-------- Data records --------

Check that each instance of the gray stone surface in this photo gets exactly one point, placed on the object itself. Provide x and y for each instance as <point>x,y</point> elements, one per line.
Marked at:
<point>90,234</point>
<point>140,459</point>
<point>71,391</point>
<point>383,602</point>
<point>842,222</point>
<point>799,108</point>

--------

### Your instructions
Set down the preceding data verbatim. Every line belongs in the copy.

### Answer
Check that each instance of the gray stone surface in this photo gets exactly one point, placed on the object itself. Provide x and y for each instance as <point>x,y</point> elements, one per line.
Marked at:
<point>90,234</point>
<point>140,459</point>
<point>71,391</point>
<point>383,602</point>
<point>842,222</point>
<point>799,108</point>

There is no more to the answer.